What to produce:
In the article on gold juniors, rewrite the stretch from "So how meaningful" through "up of Karlawinda.", changing every "re-rate" to "revaluation".

Document extract:
--- BEGIN ---
Gold juniors beginning to bask in bullion’s brighter glow

Calidus tipped for re-rate as production looms, Kingston set for cashflow via acquisition, shareholders scramble for Bellevue SPP and Sunstone's discovery drill hole does it again
18th November 2021
Barry Fitzgerald

Left behind for much of the year while lithium and the other battery metals did their thing, the gold juniors are back in town thanks to gold punching back through $US1,800/oz in convincing fashion on inflation fears.

Last quoted at $US1,860/oz ($A2,574), the yellow metal has put on more than $US100/oz since the start of the month. And Macquarie’s commodities desk strategy team reckon there is more to come.

Macquarie sees the potential for gold to move into the low $US1,900s – a level which would comfortably deliver the gold producers margins of more $A1,000/oz.

“Until the Fed pivots to a more clearly hawkish position, we expect prices to chop higher on the back of still-building inflationary concerns and increasing signs that the labour market is already in ‘late cycle’ territory,’’ Macquarie reasoned.

Gold’s price strength in the face of US dollar strength means that there is not exactly “let’s pile in’’ mentality just yet.

But a move into the low $US1,900s would certainly help, firing up interest in the junior gold explorers, developers and producers in the process.

The junior space offers the greatest leverage to a rising gold price. That has come through in the billion dollar-type deals and expansion plans announced recently by the gold majors having barely moved the dial.

Having said that, leverage works both ways, with many of the juniors still trading as if gold was still at its sub $US1,730/oz levels of late September. But they are on the march.

CALIDUS (CAI):

Gold developer Calidus (CAI) demonstrates the point. Its 53c share price at gold’s low point in September has since improved to 65c.

The company is well on its way to becoming a gold producer of note from its Warrawoona gold project near Marble Bar in the Pilbara.

Construction is more than 70% complete at the project which, in its stage one development, is good for average annual production of 90,000oz at an AISC of $A1,290/oz over an initial 8-year mine life.

Then there is the planned stage two expansion to 130,000/oz annually by including high-grade ore from the Blue Spec satellite deposit, carrying life-of-mine annual production to about 100,000oz.

As production draws closer, and assuming any cost inflation continues to be kept in check, Calidus is in line for a re-rating as Australia’s next gold producer of scale.

Canaccord had an 80c price target on the stock in early September, and the gold price has improved nicely since then.

So how meaningful will the re-rate be as production draws ever closer? Judging by the market performance of Capricorn Metals (CMM), the re-rate could be very meaningful.

Capricorn became a gold producer from its Karlawinda gold project in the Pilbara in June. It is now ramping up to 110,000-125,000oz annually. No AISC costs reported just yet, but the market is happy to value the company at $1 billion ($2.84c a share).

Karlawinda is lower grade than Calidus but has a bigger resource/reserve position. Still, the $750m valuation gap between the $250m Calidus and Capricorn does point to the potential scale of a re-rating for Calidus.

Clearly the market has been impressed to date with Capricorn’s ramping up of Karlawinda.

Calidus is not at that stage yet but the ramp-up phase is not far off now. In addition, the company has been earning brownie points around the market for its de-risking exercises at Warrawoona ahead of first production.
--- END ---
Data supplied:
--- BEGIN ---
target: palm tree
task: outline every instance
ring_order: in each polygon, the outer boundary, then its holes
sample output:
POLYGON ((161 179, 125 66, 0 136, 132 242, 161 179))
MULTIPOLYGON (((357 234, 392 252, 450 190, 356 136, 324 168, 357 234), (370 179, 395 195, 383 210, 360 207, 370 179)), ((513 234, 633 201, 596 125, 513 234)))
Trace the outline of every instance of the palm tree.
--- END ---
The response:
So how meaningful will the revaluation be as production draws ever closer? Judging by the market performance of Capricorn Metals (CMM), the revaluation could be very meaningful.

Capricorn became a gold producer from its Karlawinda gold project in the Pilbara in June. It is now ramping up to 110,000-125,000oz annually. No AISC costs reported just yet, but the market is happy to value the company at $1 billion ($2.84c a share).

Karlawinda is lower grade than Calidus but has a bigger resource/reserve position. Still, the $750m valuation gap between the $250m Calidus and Capricorn does point to the potential scale of a re-rating for Calidus.

Clearly the market has been impressed to date with Capricorn’s ramping up of Karlawinda.